Exercise: Copy down all of the data underneath, exactly as shown.
··· Records ···
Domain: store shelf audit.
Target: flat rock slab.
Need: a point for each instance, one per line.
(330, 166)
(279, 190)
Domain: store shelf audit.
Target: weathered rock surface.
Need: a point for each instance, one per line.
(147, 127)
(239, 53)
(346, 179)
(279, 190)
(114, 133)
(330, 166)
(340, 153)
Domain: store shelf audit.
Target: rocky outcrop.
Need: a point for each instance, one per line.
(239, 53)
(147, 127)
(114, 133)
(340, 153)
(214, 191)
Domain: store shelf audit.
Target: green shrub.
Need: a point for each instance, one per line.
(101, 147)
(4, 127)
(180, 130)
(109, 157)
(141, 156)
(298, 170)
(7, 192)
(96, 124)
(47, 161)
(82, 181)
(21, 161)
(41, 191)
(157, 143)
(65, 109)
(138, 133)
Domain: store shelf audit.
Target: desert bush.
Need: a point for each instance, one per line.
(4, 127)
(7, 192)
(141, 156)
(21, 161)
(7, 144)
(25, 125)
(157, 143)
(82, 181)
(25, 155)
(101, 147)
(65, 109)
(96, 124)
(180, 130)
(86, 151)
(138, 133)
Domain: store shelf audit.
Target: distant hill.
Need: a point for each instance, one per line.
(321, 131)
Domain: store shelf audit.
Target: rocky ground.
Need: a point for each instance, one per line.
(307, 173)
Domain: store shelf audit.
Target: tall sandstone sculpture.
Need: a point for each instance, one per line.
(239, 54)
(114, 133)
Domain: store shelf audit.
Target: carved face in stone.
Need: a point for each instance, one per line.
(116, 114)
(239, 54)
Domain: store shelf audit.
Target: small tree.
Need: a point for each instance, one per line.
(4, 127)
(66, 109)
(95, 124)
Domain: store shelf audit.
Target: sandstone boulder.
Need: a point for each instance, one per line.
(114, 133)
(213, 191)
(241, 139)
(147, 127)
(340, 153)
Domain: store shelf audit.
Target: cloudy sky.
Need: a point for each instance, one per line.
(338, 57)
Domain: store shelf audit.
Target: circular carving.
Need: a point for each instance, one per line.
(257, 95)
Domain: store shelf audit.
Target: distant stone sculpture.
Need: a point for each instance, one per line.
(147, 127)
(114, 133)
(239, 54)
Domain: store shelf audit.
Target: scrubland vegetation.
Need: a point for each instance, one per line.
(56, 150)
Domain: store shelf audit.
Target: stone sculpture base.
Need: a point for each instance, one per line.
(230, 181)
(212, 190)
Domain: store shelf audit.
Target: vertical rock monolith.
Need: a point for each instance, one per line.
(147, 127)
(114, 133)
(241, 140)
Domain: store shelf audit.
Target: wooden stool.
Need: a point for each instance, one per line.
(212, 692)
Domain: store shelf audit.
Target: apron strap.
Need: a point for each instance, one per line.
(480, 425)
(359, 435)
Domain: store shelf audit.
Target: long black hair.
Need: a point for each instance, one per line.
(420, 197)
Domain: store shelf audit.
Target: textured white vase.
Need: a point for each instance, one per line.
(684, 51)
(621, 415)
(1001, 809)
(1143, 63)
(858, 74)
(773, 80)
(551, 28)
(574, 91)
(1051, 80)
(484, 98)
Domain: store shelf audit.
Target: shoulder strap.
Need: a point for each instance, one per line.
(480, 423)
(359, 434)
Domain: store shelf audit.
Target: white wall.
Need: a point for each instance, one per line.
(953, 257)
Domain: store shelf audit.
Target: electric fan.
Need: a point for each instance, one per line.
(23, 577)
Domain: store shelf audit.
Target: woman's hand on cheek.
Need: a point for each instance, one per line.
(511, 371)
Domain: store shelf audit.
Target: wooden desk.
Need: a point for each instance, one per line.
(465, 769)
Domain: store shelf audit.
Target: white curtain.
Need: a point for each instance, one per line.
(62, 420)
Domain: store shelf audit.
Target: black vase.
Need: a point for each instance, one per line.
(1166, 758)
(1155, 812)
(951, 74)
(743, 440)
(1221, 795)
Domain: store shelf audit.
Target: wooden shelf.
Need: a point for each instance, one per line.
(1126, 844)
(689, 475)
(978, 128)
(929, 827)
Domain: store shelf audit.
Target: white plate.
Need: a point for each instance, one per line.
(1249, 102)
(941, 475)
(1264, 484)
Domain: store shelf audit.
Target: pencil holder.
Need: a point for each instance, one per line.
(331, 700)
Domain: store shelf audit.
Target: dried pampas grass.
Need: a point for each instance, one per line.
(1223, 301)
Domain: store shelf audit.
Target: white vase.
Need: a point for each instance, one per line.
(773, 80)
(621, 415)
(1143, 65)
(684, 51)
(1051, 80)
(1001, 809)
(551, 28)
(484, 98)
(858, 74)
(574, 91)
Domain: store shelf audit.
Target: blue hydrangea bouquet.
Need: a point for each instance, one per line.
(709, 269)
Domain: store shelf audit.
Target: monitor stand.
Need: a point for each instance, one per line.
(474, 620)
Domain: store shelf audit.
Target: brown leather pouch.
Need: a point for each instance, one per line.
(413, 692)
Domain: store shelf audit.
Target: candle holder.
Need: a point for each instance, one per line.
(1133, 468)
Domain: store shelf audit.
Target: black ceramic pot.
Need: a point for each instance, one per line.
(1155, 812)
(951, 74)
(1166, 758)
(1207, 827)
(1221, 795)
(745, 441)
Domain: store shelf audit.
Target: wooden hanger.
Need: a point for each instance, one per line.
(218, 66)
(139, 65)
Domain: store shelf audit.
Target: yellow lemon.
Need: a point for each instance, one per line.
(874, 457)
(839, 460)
···
Task response:
Domain: store shelf audit.
Target: flat rock slab.
Need: a point for each instance, one per line.
(330, 166)
(279, 190)
Domain: store shelf audit.
Target: weathered rock surface.
Need: a point for each instance, one per line.
(147, 127)
(239, 53)
(346, 179)
(279, 190)
(114, 133)
(330, 166)
(340, 153)
Domain: store shelf audit.
Target: rocky outcrop.
Need: a point for each instance, one per line.
(239, 53)
(147, 127)
(114, 133)
(340, 153)
(214, 191)
Domain: store shelf audit.
Target: green shrub.
Need: a point for each instance, one per line.
(101, 147)
(4, 127)
(180, 130)
(109, 157)
(141, 156)
(298, 170)
(7, 192)
(96, 124)
(47, 161)
(82, 181)
(21, 161)
(41, 191)
(157, 143)
(65, 109)
(138, 133)
Domain: store shelf audit.
Target: desert bush.
Need: a point for each instance, one per line.
(4, 127)
(7, 192)
(141, 156)
(21, 161)
(7, 144)
(25, 125)
(157, 143)
(82, 181)
(25, 155)
(101, 147)
(65, 109)
(96, 124)
(180, 130)
(86, 151)
(138, 133)
Domain: store shelf audit.
Target: distant hill.
Need: a point for each instance, one per line.
(321, 131)
Domain: store shelf audit.
Target: rocky ground.
Need: a point for each instance, one per line.
(307, 173)
Domain: store shelf audit.
Target: tall sandstone sculpture.
Need: a point for each instance, one per line.
(239, 54)
(114, 133)
Domain: store shelf audit.
Target: carved face in stone.
Need: a point for each instance, one per line.
(116, 114)
(239, 54)
Domain: store shelf audit.
Target: small tree.
Need: a point for each instance, one per line.
(4, 127)
(66, 109)
(95, 124)
Domain: store shelf audit.
Target: sandstone boulder.
Need: a point for each instance, one per line.
(114, 133)
(213, 191)
(241, 139)
(147, 127)
(340, 153)
Domain: store shelf audit.
Target: cloudy sky.
Need: a point for each instance, one per line.
(338, 57)
Domain: store shelf audit.
Target: circular carving.
Need: a point for each instance, one per line.
(257, 95)
Domain: store shelf audit.
Target: distant stone sculpture.
Need: a point for each instance, one per line.
(147, 127)
(114, 133)
(239, 54)
Domain: store shelf audit.
Target: scrubland vegetation.
Need: a point for each instance, one per line.
(56, 150)
Domain: store shelf audit.
Target: stone sculpture base.
Need: a point for each instance, one per line.
(230, 181)
(212, 190)
Domain: store shelf audit.
Target: vertical rock monolith.
Need: a point for each instance, one per line.
(147, 127)
(114, 133)
(241, 140)
Domain: store shelf audit.
Target: wooden stool.
Need: a point for each instance, one per line.
(212, 692)
Domain: store shelf audit.
Target: apron strap.
Need: a point for each instance, one per line.
(480, 425)
(359, 435)
Domain: store shelf audit.
Target: long black hair.
Need: a point for each instance, one per line.
(420, 197)
Domain: store shelf audit.
Target: textured white vase.
Need: a point for each instance, one per line.
(684, 51)
(621, 415)
(1001, 809)
(1143, 63)
(858, 74)
(773, 80)
(551, 28)
(574, 91)
(1051, 80)
(484, 98)
Domain: store shelf audit.
Target: shoulder strap.
Need: a point for each instance, one per line.
(480, 423)
(359, 434)
Domain: store shelf audit.
Target: white wall.
Need: a point for each instance, one per line.
(953, 257)
Domain: store shelf audit.
Target: electric fan.
Need: a point for each instance, one per line.
(23, 577)
Domain: store shelf audit.
Target: woman's hand on cheek.
Need: a point for each instance, one per line.
(511, 371)
Domain: store shelf audit.
Target: wooden desk.
Need: a point for each instance, one per line.
(465, 769)
Domain: store shelf audit.
Target: white curtain.
Need: a point for each instance, one per line.
(62, 420)
Domain: store shelf audit.
Target: black vase.
Need: a point for each instance, one per line.
(1166, 758)
(1155, 812)
(951, 74)
(743, 440)
(1221, 795)
Domain: store shelf audit.
Target: wooden shelf.
Need: a point for each instance, one per line.
(1126, 844)
(689, 475)
(978, 128)
(929, 827)
Domain: store shelf audit.
Target: white plate.
Need: a point for each instance, one per line.
(1249, 102)
(941, 475)
(1264, 484)
Domain: store shelf audit.
Target: pencil holder.
Need: a point for each instance, one per line.
(331, 700)
Domain: store shelf audit.
Target: dried pampas grass.
Need: a point for each instance, one per line.
(1223, 301)
Domain: store shelf audit.
Target: white vase.
Need: a point for each instance, one per line.
(773, 80)
(621, 415)
(1143, 65)
(684, 51)
(1051, 80)
(1001, 809)
(551, 28)
(484, 98)
(858, 74)
(574, 91)
Domain: store shelf audit.
Target: blue hydrangea bouquet.
Need: a point for each instance, one per line.
(709, 269)
Domain: store shelf audit.
Target: monitor stand.
Need: a point for each instance, one per line.
(474, 620)
Domain: store shelf audit.
Target: brown leather pouch.
Need: a point for each instance, one per line.
(413, 692)
Domain: store shelf audit.
Target: candle holder.
Need: a point for each instance, one per line.
(1133, 468)
Domain: store shelf audit.
Target: black ceramic pot.
Need: a point for each instance, one per line.
(1155, 812)
(951, 74)
(1166, 758)
(1207, 827)
(1221, 795)
(745, 441)
Domain: store shelf audit.
Target: wooden hanger.
Need: a point for each instance, one per line.
(218, 66)
(139, 65)
Domain: store shelf audit.
Target: yellow lemon.
Need: a point for each instance, one per line.
(874, 457)
(839, 460)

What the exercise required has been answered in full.